Filed under: Uncategorized — greenmountaindentistry @ 3:27 pm
person with a canker sore on their lip

If you’ve ever taken a bite of something salty or a sip of a highly acidic drink and then suddenly felt a stinging pain in or around your mouth, then you’re familiar with canker and cold sores. These pesky oral issues are extremely common, and they’re not fun to deal with. Whether you struggle with sores inside your mouth, on the outsides of lips, or both, you might want to know what the difference is between them and how they can be treated. Keep reading to learn more.

The Difference Between Canker Sores and Cold Sores

Both cause a significant amount of discomfort, but canker cores and cold sores are actually very different in a multitude of ways:

Canker Sores

If you’ve ever had one or more painful lesions on the inside of the soft tissues of your mouth or gums, then you’ve had a canker sore. They are caused by physical trauma to the mouth, tobacco use, or foods and drinks that are high in acid content. It is also common for people with braces to frequently suffer from canker sores, as brackets and wires tend to irritate the soft tissues of the mouth. Typically, they will resolve themselves within a week to ten days after they first appear. The biggest difference between these and their counterparts, cold sores, is that they are not contagious.

Cold Sores

These are often referred to as “fever blisters,” and like canker sores, they usually last around a week. While canker sores are usually not visible to others, cold sores form around the borders and in the corners of the lips. The worst part about them is that they are highly contagious. They are caused by the extremely common, non-sexually transmitted herpes simplex virus, and unfortunately, there is no cure. This means that repeated flare-ups can tend to happen throughout one’s lifetime.

What Are the Treatment Options?

**RECORDS SHOWN**
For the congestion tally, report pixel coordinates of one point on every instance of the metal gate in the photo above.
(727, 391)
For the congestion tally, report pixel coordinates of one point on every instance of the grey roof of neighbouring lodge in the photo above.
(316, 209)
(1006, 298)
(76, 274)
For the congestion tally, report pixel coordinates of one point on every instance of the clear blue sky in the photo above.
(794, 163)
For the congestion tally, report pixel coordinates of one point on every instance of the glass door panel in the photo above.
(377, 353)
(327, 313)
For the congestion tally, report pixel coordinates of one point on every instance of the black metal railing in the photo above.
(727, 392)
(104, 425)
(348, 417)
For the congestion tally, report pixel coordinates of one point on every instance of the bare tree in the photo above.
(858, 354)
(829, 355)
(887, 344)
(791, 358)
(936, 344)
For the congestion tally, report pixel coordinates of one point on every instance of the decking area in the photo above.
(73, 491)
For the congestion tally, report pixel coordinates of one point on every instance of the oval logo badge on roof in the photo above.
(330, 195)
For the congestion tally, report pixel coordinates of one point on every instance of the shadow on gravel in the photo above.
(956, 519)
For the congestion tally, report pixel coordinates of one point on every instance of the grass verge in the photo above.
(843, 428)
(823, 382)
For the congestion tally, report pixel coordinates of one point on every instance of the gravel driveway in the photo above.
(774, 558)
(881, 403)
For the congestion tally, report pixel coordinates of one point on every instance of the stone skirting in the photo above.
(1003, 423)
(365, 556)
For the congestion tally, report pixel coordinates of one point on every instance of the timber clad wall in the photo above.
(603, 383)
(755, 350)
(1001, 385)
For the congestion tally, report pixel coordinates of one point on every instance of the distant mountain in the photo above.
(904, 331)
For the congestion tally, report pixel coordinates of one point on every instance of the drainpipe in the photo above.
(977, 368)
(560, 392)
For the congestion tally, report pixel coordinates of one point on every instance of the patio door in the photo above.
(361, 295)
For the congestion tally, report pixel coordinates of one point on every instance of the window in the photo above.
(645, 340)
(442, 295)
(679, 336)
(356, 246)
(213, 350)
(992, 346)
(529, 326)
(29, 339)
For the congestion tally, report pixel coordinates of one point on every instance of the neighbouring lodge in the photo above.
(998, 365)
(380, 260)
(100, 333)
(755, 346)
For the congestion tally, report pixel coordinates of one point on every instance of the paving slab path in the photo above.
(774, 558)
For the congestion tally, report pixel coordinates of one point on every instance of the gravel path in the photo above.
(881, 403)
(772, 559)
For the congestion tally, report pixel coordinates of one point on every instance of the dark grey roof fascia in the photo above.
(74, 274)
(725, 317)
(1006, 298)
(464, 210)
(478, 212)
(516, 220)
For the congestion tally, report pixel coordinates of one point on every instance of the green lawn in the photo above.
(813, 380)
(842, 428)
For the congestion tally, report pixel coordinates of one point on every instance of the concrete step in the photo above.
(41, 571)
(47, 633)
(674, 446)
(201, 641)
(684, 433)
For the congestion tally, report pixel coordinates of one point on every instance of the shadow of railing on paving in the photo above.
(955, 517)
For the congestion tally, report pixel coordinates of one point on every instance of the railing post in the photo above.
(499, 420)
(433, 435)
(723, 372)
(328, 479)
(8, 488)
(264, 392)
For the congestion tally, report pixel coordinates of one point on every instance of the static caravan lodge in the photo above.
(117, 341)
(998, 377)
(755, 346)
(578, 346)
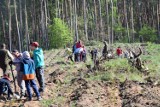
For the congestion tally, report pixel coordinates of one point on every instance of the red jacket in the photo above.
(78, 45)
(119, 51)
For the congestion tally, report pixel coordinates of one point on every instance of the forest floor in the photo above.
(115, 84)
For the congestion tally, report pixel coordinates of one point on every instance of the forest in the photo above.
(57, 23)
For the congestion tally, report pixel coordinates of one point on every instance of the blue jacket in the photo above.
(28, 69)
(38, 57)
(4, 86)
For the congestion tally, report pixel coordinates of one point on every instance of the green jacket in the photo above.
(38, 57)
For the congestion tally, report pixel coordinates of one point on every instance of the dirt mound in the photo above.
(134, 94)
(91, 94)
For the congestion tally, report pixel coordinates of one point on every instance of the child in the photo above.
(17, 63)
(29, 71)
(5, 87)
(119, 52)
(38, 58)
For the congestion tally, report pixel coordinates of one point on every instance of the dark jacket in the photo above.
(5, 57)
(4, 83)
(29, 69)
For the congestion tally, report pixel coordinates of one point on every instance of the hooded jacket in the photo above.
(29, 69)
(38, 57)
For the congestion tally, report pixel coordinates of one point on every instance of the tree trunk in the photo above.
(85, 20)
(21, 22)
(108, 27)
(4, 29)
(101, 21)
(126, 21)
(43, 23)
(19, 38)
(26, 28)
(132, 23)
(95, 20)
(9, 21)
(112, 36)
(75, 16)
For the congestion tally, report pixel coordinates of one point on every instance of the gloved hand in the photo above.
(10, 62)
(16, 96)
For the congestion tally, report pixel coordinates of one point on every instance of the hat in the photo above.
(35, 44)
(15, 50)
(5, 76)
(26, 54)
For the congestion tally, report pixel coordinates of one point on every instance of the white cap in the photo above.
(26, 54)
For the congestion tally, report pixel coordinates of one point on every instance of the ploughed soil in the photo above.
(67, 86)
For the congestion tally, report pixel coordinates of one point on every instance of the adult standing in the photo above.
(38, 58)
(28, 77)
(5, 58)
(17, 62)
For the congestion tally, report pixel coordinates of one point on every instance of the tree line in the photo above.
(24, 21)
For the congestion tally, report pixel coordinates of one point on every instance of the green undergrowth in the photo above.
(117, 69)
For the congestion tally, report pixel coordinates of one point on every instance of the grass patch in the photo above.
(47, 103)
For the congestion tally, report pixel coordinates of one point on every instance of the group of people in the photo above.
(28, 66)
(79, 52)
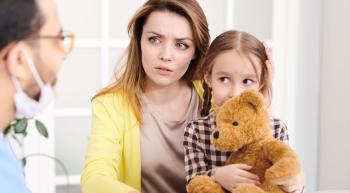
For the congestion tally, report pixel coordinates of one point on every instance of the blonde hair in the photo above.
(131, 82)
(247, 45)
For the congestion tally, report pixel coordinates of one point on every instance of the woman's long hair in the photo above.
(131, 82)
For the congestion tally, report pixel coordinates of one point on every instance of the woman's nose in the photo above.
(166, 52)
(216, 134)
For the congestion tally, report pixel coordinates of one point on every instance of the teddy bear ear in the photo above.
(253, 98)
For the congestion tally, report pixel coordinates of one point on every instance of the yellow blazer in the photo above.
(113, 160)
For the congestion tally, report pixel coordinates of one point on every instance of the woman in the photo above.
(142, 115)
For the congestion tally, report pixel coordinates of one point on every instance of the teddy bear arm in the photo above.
...
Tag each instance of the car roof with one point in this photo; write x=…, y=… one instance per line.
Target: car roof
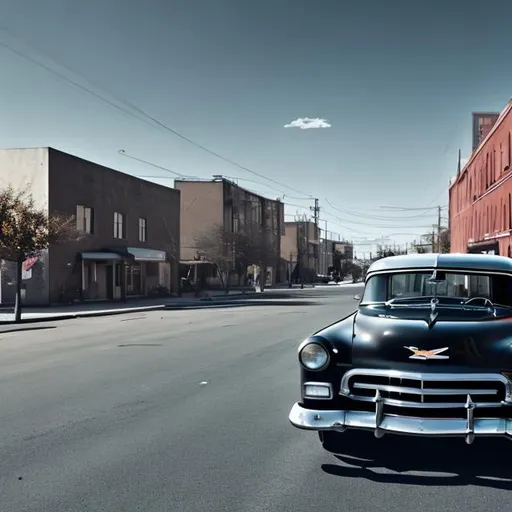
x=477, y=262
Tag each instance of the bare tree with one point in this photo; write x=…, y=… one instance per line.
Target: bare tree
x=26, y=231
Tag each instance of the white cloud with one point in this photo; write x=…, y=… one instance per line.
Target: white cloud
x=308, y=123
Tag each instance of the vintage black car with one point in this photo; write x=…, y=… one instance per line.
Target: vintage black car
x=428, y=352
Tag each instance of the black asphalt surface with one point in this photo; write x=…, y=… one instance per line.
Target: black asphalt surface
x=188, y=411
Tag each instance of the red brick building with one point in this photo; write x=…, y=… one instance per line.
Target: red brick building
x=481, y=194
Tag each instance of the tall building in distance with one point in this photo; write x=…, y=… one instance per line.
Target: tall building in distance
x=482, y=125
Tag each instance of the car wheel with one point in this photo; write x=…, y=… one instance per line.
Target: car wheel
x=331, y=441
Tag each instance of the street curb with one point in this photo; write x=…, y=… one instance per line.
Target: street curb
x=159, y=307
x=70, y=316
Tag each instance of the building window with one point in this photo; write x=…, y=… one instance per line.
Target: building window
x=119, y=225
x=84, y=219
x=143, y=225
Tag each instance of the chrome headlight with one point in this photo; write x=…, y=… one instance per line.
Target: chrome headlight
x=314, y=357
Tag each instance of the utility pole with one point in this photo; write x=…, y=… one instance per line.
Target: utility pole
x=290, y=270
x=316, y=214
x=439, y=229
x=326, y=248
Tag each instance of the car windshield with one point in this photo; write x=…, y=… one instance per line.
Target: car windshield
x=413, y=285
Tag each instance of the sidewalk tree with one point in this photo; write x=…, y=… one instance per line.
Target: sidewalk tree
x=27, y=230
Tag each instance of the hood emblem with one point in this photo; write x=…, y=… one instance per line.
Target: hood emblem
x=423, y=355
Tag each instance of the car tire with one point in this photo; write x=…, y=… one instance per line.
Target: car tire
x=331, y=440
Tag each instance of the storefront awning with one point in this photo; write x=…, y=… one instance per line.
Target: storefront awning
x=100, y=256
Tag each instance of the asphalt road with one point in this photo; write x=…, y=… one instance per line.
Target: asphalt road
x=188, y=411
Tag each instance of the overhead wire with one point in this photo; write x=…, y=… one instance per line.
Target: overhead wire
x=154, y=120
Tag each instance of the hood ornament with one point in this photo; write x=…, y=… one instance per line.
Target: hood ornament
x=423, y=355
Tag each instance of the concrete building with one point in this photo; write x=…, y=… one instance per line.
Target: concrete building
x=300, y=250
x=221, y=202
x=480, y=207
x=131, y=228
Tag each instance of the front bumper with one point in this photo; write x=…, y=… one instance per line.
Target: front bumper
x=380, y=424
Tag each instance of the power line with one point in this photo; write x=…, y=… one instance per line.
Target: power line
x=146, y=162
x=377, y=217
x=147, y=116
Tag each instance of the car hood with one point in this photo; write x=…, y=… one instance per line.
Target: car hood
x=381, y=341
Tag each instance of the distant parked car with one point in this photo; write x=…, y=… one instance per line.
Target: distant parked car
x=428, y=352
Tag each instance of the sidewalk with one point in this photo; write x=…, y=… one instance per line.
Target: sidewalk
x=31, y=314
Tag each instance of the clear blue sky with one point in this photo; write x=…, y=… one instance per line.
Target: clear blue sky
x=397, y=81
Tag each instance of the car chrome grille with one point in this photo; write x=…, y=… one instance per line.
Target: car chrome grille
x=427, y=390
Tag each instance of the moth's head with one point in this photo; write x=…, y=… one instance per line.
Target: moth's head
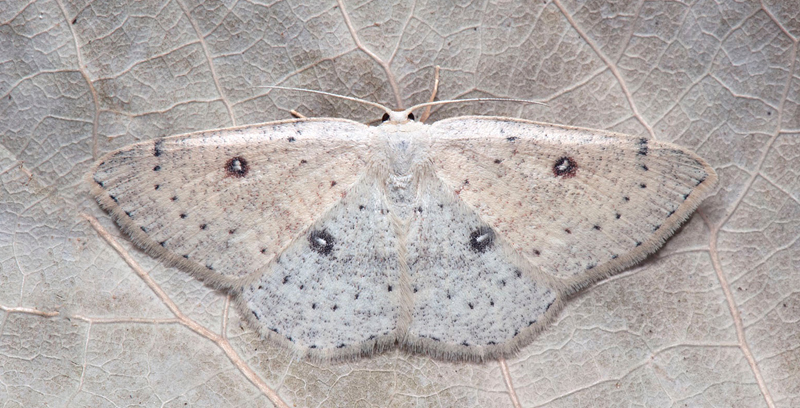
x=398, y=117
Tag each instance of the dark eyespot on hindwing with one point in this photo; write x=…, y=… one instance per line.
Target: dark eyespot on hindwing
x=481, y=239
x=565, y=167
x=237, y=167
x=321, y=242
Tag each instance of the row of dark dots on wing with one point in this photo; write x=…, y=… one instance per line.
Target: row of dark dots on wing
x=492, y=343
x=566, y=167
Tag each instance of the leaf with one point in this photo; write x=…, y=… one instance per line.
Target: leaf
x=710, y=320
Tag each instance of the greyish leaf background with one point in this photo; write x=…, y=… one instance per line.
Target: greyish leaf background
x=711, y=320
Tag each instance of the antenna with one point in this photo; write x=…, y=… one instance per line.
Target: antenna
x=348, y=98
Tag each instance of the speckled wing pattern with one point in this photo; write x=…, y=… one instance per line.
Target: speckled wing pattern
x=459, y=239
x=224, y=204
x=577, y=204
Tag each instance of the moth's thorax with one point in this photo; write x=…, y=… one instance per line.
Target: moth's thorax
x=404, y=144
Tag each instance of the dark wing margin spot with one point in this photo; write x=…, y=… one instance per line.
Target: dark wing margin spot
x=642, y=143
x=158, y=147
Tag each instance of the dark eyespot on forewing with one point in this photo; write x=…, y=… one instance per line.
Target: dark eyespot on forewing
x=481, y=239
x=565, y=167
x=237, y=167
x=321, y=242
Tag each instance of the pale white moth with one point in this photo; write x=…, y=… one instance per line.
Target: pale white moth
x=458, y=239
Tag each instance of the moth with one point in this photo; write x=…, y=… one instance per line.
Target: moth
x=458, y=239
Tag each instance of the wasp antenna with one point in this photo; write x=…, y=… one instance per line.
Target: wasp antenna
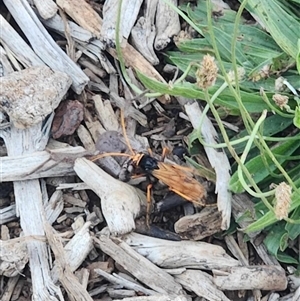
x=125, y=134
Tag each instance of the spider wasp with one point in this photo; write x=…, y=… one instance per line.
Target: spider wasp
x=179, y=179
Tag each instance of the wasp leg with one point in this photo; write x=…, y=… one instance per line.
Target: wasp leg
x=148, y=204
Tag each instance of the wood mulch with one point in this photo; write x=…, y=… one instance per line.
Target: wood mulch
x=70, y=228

**REQUIRED TASKS**
**a)** According to the canker and cold sore article, what causes cold sores?
**b)** Write the next part of the canker and cold sore article, picking up after its last line.

**SOLVED TASKS**
**a)** The herpes simplex virus, an extremely common virus that is not sexually transmitted.

**b)**
While there is no cure for the virus that causes cold sores, there are a myriad of over-the-counter and prescription medicines that can help to shorten their lifetime. Ask your dentist for their professional opinion about which options would work best for you. When it comes to prevention, it’s important to avoid drinking or eating after someone who has cold sores.

Canker sores are best treated by numbing agents that are safe to apply inside of the mouth and help to reduce the pain, such as Orajel, Benzocaine, and Fluocinonide. If you frequently suffer from canker sores, try to limit your intake of salty foods or acidic drinks, and talk to your dentist about antimicrobial mouthwashes that can help prevent the sores.

You don’t have to suffer through mouth sores and just wait for them to go away on their own. Ask your dentist what they recommend to help you shorten their lifetime and ease the pain.

About the Practice

Dr. Tyler Aten and Dr. Nusi Brown lead the team of experts at Green Mountain Dental. They are committed to going out of their way to ensure that each of their patients receives the highest quality of care and knows that they are in good hands. Your comfort is their priority, and thanks to their years of continuing education and training, they are ready to meet every one of your needs. Are you ready to schedule your next dental checkup? You can request an appointment online or call (802) 863-3950.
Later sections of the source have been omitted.